DATA FOR THE TASK below:

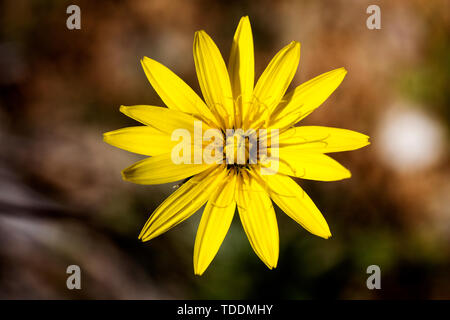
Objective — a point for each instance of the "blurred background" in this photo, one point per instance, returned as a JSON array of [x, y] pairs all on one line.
[[62, 200]]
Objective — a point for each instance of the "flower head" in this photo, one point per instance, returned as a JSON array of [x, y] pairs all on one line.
[[248, 133]]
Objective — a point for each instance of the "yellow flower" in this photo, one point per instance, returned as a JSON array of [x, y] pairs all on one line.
[[233, 101]]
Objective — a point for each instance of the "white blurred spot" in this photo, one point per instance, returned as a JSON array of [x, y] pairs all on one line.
[[408, 139]]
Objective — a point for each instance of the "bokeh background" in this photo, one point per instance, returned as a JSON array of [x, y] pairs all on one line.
[[62, 200]]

End of DATA FOR THE TASK.

● YOUR TASK
Keep the pictures out, and write out the rest of the data above word for word.

● RESULT OF THE EXERCISE
Objective — a point for each instance of the "blurred background" in this photo, one point per instance, returned as a JSON array of [x, y] pairs all on one line.
[[62, 200]]
Objective — a point for each instance of the "flower head" in this photo, one point per instance, returned as a JSON array of [x, y] pairs all on one line.
[[248, 133]]
Objective — a point for each instance of the "yellow flower" in this photo, one point per instance, returned as a JSON array of [x, y] pairs all on one line.
[[233, 101]]
Objective — a point for each instance of the "white blurred spot" in this photo, one point per instance, returned as a JSON array of [x, y] pairs all on one line.
[[408, 139]]
Objective — a point for each instance of the "bokeh background" in this photo, one point per instance, returned as a JSON array of [x, y] pairs all on one line.
[[62, 200]]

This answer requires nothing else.